Clarissa Johal: Tangled Tuesday-Guest Author

Tuesday, March 4, 2014

Tangled Tuesday-Guest Author

Please welcome my guest author, SS Hampton, Sr.
Stan writes horror, science fiction, fantasy, erotica, military fiction, and has even been known to dabble a bit in the Old West and the Classical Romans. Take it away, Stan!

Hello!

Well, let’s chat about scary things—I know it’s not Halloween with cackling witches on broomsticks passing in front of the full moon, or glowing eyed black cats peering at you from the shadows by your front door, as if daring you try seeking safety within your house. Then again, scary things aren’t always confined to a chilly Halloween night. It can be bright daylight when you have a sudden feeling, perhaps a tiny tremor of unease rippling through you, that you are not alone. A quick look over the shoulder will show that you are alone—but then again, are you?
##########
__Job A__. Name the fiction genres that the guest-author post says Stan writes.

__Provided material__.
##########
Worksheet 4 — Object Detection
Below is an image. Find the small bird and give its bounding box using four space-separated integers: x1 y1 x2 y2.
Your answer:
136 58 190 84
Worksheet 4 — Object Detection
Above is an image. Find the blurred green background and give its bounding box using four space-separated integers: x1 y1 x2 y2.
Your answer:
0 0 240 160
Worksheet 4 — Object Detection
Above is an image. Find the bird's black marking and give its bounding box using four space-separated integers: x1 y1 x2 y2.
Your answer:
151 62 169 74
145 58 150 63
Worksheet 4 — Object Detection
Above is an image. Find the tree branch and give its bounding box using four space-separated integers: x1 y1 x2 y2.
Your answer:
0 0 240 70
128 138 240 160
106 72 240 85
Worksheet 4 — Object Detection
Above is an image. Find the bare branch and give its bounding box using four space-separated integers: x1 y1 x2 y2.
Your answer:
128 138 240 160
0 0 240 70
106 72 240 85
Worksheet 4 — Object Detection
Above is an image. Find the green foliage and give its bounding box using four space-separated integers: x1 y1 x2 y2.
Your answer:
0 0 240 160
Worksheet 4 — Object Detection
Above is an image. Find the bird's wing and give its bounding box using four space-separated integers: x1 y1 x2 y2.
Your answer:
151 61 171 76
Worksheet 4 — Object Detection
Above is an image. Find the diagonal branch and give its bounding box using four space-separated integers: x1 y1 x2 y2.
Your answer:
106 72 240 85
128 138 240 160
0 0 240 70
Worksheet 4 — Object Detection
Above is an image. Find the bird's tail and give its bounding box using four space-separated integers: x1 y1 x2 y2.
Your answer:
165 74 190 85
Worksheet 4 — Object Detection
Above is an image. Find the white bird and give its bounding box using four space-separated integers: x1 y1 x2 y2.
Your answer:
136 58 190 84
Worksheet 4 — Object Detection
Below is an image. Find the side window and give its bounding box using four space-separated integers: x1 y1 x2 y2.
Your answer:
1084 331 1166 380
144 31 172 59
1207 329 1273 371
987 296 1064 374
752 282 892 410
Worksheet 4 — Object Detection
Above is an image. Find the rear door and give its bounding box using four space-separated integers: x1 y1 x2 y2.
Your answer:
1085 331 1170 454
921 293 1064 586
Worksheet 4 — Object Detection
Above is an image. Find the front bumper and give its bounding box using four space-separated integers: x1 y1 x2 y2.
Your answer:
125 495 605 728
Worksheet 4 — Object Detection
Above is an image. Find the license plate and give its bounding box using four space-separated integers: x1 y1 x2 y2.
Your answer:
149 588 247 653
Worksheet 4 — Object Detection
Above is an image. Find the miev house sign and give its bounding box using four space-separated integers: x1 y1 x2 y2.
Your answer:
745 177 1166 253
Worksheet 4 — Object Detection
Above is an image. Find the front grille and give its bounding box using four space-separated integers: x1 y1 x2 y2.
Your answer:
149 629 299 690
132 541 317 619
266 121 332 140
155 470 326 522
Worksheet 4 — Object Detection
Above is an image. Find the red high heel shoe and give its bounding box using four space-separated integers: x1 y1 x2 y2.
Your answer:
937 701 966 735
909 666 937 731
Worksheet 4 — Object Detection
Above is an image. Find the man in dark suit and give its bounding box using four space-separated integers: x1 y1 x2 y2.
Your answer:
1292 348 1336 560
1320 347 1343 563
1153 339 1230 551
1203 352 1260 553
##########
__Job B__. Report every line of the listing that contains the string "front", treating uppercase and lowercase as different.

__Correct response A__. Horror, science fiction, fantasy, erotica, and military fiction.

__Correct response B__.
Above is an image. Find the front bumper and give its bounding box using four space-separated integers: x1 y1 x2 y2.
Above is an image. Find the front grille and give its bounding box using four space-separated integers: x1 y1 x2 y2.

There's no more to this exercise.